| REQUEST |
Pick out every line of the lines below that contains the word "dark", and copy each one. Case counts.

### DATA

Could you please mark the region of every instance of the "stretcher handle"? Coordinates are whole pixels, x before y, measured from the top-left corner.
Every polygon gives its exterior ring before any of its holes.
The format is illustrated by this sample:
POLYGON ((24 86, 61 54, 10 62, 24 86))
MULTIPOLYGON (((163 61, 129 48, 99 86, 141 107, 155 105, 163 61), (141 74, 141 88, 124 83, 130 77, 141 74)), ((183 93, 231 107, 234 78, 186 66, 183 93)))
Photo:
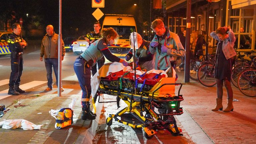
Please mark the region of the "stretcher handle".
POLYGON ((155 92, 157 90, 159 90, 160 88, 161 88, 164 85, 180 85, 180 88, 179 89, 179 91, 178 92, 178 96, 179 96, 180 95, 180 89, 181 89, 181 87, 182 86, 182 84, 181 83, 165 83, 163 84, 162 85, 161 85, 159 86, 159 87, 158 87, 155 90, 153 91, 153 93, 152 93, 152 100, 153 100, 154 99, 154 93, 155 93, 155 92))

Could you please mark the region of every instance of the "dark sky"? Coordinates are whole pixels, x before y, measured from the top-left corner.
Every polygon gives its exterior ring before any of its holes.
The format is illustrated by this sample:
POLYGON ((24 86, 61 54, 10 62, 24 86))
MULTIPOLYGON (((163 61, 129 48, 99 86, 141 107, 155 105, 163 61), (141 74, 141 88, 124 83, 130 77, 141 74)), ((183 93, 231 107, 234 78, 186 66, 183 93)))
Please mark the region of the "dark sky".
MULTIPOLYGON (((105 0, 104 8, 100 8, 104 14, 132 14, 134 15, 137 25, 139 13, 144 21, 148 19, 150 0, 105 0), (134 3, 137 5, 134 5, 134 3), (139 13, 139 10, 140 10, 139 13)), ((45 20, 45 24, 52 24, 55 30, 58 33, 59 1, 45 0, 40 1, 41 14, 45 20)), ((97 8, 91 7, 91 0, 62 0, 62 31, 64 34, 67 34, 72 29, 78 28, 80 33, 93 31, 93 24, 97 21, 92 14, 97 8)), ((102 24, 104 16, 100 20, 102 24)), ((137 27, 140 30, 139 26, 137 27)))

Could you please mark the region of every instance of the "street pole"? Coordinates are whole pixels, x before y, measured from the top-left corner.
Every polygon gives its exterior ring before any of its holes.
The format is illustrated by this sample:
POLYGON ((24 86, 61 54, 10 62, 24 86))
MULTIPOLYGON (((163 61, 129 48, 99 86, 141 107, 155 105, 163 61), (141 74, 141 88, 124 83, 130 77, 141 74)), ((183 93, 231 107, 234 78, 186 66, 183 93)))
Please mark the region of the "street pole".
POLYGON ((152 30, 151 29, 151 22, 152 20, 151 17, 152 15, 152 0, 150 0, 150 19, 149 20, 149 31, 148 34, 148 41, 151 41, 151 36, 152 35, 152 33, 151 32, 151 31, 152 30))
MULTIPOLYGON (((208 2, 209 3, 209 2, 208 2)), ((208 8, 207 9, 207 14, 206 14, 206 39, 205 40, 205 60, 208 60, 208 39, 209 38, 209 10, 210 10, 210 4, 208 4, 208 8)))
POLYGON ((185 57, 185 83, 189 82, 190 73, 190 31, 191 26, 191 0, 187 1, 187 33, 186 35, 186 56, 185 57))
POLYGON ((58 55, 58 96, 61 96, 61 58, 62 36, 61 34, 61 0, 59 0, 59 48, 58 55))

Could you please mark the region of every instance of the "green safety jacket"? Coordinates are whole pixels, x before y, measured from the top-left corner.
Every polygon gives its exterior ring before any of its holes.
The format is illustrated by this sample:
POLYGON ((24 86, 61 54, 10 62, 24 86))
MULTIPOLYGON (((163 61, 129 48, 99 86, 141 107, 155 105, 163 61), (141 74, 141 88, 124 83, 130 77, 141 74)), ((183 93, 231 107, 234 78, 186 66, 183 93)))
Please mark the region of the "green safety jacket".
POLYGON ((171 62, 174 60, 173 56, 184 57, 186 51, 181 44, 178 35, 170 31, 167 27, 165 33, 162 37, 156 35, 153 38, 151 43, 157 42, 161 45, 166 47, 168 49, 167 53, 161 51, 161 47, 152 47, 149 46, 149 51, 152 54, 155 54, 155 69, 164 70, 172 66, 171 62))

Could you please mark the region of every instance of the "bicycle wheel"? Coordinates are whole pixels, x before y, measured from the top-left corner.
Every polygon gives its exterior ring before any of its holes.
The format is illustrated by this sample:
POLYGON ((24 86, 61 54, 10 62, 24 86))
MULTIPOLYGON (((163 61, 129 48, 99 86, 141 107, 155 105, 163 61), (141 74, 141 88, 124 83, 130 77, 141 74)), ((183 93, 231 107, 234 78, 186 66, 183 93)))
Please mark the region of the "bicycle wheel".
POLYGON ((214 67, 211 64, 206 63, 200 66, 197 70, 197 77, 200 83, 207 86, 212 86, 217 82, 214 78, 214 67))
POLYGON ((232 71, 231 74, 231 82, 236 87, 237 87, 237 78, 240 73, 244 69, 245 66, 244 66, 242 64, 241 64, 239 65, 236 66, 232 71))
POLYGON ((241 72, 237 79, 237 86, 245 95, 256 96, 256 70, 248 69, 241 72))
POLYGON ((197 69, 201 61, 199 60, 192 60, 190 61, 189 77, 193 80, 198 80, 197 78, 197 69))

######

| REPLY TO THE EXERCISE |
Could you please mark the region of every instance of the "dark sky"? Coordinates are whole pixels, x before y, measured from the top-left corner.
Please mark the region of the "dark sky".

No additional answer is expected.